# [What you are asked to do]
Reproduce every item below line for line, without changing a single character.

Items from a collection
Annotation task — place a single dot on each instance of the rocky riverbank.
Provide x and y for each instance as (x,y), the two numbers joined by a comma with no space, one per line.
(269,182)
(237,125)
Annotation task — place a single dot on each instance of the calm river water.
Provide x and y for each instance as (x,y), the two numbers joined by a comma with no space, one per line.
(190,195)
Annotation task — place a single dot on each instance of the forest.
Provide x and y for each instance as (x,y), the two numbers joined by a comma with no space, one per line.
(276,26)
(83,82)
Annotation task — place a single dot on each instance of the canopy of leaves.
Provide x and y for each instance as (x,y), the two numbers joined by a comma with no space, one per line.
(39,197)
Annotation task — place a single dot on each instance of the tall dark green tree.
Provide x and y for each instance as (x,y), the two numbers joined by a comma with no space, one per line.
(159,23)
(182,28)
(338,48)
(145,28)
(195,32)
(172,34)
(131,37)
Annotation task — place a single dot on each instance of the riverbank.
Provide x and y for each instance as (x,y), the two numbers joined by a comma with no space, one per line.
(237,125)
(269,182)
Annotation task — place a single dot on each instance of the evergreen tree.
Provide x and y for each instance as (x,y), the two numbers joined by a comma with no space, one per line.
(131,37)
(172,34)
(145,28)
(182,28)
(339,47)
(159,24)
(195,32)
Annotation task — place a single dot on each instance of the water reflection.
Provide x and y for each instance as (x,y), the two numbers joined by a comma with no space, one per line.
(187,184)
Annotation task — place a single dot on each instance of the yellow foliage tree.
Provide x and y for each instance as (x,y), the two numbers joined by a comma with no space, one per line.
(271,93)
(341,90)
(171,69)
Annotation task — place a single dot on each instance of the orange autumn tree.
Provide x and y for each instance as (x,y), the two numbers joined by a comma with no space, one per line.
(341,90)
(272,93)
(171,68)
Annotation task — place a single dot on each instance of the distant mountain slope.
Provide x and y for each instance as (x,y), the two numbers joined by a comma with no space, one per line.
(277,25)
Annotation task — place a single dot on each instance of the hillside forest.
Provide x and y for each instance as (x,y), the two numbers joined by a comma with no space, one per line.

# [The completed task]
Annotation task — place a single dot on each instance of the rocky riverbank.
Provide x and y for each instance as (x,y), the two numbers joined by a comma with no space, one per line.
(269,182)
(237,125)
Annotation task — place a single dot on each instance of the calm river water.
Provide x and y for each instance as (x,y), the two numbers joined by a comma with no space, one per line.
(190,195)
Annotation task — place a single dot on each instance of the forest.
Provide x and y for each instance as (x,y), the two numbers joined by a comma with no space, one per line.
(276,26)
(83,82)
Annotation task — place a single dot on each instance of the canopy of leaves.
Provide x and y for each instance as (x,y), the two numbers joined by a comma with no space, one per line.
(39,197)
Annotation task — place a single dot on each instance of the tall dark green tree.
Provide x and y for each instance as (x,y), the two numbers joined by a comma with no space, one per line.
(159,23)
(182,28)
(338,48)
(145,28)
(195,32)
(172,34)
(131,37)
Annotation task — place a single dot on each instance of the riverbank.
Provide x and y for each instance as (x,y), the two numbers joined by a comma with no space, one per line.
(237,125)
(269,182)
Annotation task — place a single dot on each instance of the evergreen tree.
Provide x and y for each instance as (x,y), the two numbers joined by a comma with no space, one per line.
(131,37)
(172,34)
(145,28)
(182,28)
(339,47)
(159,24)
(195,32)
Annotation task — place a single dot on each instance of the water reflection.
Provide x and y for each instance as (x,y), the two numbers joined by a comma with no space, one per line.
(187,184)
Annotation task — place a single dot on each instance of the yellow foliage tree.
Provide x and y for each instance as (x,y), the two numbers joined by a comma with no space, one per line.
(271,93)
(341,90)
(171,69)
Annotation task — place a single dot on each instance of the orange autumn tree.
Provide x and y for each instance as (x,y), the two numbers joined by a comma with no space, one per line.
(341,90)
(272,93)
(171,68)
Annotation task — place a single dot on each instance of the distant mountain slope.
Provide x and y for each instance as (x,y), the two numbers joined by a comma with no space, one per line.
(277,25)
Annotation task — place a single dot on each instance of the hillside forest.
Provide x and y for each instance as (x,y), the two numbers joined by a comma with no space, one per line.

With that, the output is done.